* **GIVEN PASSAGE**:
- Genre: Sitcom
- Created by: Jess Oppenheimer
- Written by: Tom Adair James B. Allardice Arthur Julian Jess Oppenheimer
- Directed by: E. W. Swackhamer
- Starring: Glynis Johns Keith Andes
- Country of origin: United States
- Original language: English
- No. of seasons: 1
- No. of episodes: 13

Production
- Executive producer: Jess Oppenheimer
- Camera setup: Multi-camera
- Running time: 22–24 minutes
- Production company: Desilu Productions

Original release
- Network: CBS
- Release: September 25 – December 18, 1963

= Glynis (TV series) =

Glynis is an American sitcom that aired Wednesdays at 8:30 pm on CBS from September 25 to December 18, 1963.

==Synopsis==
The series stars Welsh actress Glynis Johns as Glynis Granville, a mystery writer. Keith Andes appeared as Keith Granville, Glynis' husband who works as a successful criminal defense attorney. Together, the couple would attempt to solve various crimes. George Mathews co-stars as Glynis' friend, Chick Rogers, a retired police officer, who offers advice and solace in her writing.

Glynis faced competition from the third segment of the 90-minute western The Virginian on NBC and from Bill Cullen's The Price Is Right prime time game show on ABC. The series was canceled after 13 episodes.

In 1965, when CBS brought the series back in reruns as a summer replacement for The Lucy Show, Glynis ranked #6 in the Nielsen ratings.

* **EXERCISE OBJECTIVE**: Rewrite the Glynis passage from "Glynis faced competition" up to and including "the Nielsen ratings.", changing "summer replacement" to "seasonal replacement". The data lines are not needed for any of the work here.

Data lines
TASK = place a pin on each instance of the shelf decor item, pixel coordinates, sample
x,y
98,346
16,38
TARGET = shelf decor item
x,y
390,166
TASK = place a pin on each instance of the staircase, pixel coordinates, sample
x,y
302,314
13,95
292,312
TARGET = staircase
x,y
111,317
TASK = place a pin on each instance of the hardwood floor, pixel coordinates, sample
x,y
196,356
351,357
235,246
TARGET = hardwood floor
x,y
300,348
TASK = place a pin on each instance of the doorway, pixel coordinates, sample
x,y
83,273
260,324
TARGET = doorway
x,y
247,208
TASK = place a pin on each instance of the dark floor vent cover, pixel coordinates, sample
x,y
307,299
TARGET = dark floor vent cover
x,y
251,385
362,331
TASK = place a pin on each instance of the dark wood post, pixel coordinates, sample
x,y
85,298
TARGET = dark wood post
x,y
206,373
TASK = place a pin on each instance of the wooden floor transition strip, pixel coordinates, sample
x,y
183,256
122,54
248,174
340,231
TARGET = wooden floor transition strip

* **EXPECTED ANSWER**:
Glynis faced competition from the third segment of the 90-minute western The Virginian on NBC and from Bill Cullen's The Price Is Right prime time game show on ABC. The series was canceled after 13 episodes.

In 1965, when CBS brought the series back in reruns as a seasonal replacement for The Lucy Show, Glynis ranked #6 in the Nielsen ratings.